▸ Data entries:
◆ ◆ ◆
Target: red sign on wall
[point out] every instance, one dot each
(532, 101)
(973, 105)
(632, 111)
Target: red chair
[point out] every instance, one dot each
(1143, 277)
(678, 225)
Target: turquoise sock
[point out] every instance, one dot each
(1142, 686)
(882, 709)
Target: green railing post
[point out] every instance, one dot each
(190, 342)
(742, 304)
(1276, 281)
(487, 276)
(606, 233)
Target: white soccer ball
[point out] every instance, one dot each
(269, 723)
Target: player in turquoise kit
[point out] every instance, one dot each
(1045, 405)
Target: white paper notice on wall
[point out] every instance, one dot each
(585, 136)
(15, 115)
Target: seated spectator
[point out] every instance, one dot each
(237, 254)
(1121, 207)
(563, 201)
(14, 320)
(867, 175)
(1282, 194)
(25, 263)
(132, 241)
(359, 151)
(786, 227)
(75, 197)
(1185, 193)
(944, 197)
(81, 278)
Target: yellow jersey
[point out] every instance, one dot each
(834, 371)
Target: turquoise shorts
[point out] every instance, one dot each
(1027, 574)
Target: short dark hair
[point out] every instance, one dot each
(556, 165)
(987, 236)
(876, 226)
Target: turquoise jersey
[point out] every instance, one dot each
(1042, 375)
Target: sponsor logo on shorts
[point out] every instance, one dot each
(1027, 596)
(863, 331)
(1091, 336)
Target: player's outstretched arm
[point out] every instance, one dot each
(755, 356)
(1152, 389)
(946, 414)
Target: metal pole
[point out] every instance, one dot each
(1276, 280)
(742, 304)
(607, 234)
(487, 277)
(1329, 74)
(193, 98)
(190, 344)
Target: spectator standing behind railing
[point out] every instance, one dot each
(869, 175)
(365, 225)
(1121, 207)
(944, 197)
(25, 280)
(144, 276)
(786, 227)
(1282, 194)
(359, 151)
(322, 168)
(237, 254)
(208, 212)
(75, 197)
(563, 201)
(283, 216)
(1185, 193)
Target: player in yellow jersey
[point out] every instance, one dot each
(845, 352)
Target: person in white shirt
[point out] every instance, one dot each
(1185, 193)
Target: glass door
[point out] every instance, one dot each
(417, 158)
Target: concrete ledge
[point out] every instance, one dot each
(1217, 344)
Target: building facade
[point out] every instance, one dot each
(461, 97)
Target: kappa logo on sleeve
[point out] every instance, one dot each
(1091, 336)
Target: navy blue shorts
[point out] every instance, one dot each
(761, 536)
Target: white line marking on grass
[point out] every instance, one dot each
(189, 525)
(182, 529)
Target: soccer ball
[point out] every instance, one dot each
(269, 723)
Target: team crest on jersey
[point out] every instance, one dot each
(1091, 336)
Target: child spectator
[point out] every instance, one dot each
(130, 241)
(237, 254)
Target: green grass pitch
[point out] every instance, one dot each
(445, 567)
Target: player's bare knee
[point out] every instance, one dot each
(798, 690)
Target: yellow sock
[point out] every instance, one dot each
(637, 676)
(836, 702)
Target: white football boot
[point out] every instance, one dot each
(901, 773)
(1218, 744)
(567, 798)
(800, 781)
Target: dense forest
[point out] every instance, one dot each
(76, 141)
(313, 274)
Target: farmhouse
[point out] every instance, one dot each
◆ ◆ ◆
▸ WHAT IS BEING ASKED: Give back the data above exactly, so that every line matches.

▸ ANSWER TO THIS TASK:
Target: red sign on wall
[point out] every instance, one dot each
(532, 101)
(973, 105)
(632, 111)
Target: red chair
[point out] every instance, one dot each
(1143, 277)
(678, 225)
Target: turquoise sock
[point out] every instance, one dot each
(1142, 686)
(882, 709)
Target: green railing post
[point out] every instance, one dot each
(190, 342)
(742, 304)
(1276, 281)
(487, 276)
(606, 233)
Target: white soccer ball
[point out] every instance, one dot each
(269, 723)
Target: player in turquoise kit
[point out] every instance, one dot each
(1045, 405)
Target: white paper notice on wall
[point out] every instance, one dot each
(585, 136)
(15, 115)
Target: seated spectator
[point out] every instance, one dot each
(237, 254)
(1121, 207)
(563, 201)
(14, 320)
(867, 175)
(1282, 194)
(25, 263)
(132, 241)
(359, 151)
(786, 227)
(75, 197)
(1185, 193)
(944, 197)
(81, 278)
Target: yellow jersey
[point out] every instance, one dot each
(834, 371)
Target: turquoise shorts
[point out] every instance, one dot each
(1027, 574)
Target: short dark hair
[point out] every instance, one dot each
(556, 165)
(987, 236)
(876, 226)
Target: turquoise jersey
[point out] every instance, one dot each
(1042, 375)
Target: sponsor logo on shorts
[point out] every instance, one dot each
(1027, 596)
(863, 331)
(1091, 336)
Target: player's outstretched arm
[point out] every instance, one dot each
(755, 356)
(1152, 389)
(946, 414)
Target: metal pole
[point out] every instance, one dot each
(1276, 280)
(742, 304)
(607, 234)
(487, 277)
(1329, 74)
(193, 98)
(190, 344)
Target: spectator standing behind railing
[point out] every instance, one dot each
(869, 175)
(365, 225)
(1121, 207)
(944, 197)
(25, 280)
(144, 276)
(786, 227)
(1282, 194)
(359, 151)
(322, 168)
(237, 254)
(208, 212)
(75, 197)
(563, 201)
(283, 216)
(1185, 193)
Target: player in yellow jersey
[point out] every instance, one dot each
(845, 352)
Target: person in white shirt
[point out] every instance, one dot each
(1185, 193)
Target: glass door
[point out] every instance, one dot each
(417, 158)
Target: concrete ledge
[point out] every instance, one dot each
(1217, 344)
Target: building facade
[point out] every instance, one dot each
(461, 97)
Target: kappa logo on sleeve
[point out] every instance, one dot each
(1091, 336)
Target: navy blue shorts
[point out] every instance, one dot each
(761, 536)
Target: white line marking on grass
[point out] every instance, one dot each
(189, 525)
(182, 529)
Target: soccer ball
[point out] every instance, one dot each
(269, 723)
Target: team crest on jersey
[point out] every instance, one dot each
(1091, 336)
Target: child spectator
[point out] every instance, one dot each
(130, 241)
(237, 254)
Target: green grass pitch
[point out] every instance, one dot each
(445, 567)
Target: player's bare knee
[point out] every instance, one dot each
(798, 690)
Target: yellow sock
[point out] every instance, one dot each
(637, 676)
(836, 702)
Target: white football boot
[point out] every instance, one dot each
(901, 773)
(1218, 744)
(567, 798)
(800, 781)
Target: dense forest
[point out] every instance, one dot each
(76, 141)
(313, 274)
Target: farmhouse
[point out] every instance, one dot each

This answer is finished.